Beginning with the line that contains "TASK = identify", reproduce every line through the end of the records below exactly, and leave the pictures out.

-- Supplied entries follows --

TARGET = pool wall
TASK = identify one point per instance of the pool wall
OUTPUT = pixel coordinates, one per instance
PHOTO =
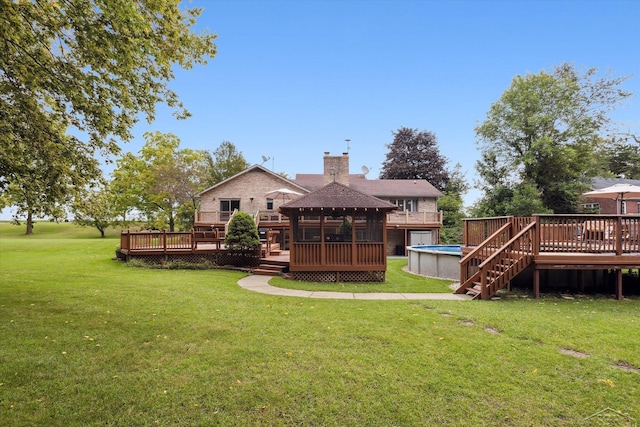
(435, 261)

-- Supplied entries concluded --

Exercise response:
TASK = identify one point per instance of the pool wall
OUTPUT = pixel coordinates, one per instance
PHOTO =
(435, 261)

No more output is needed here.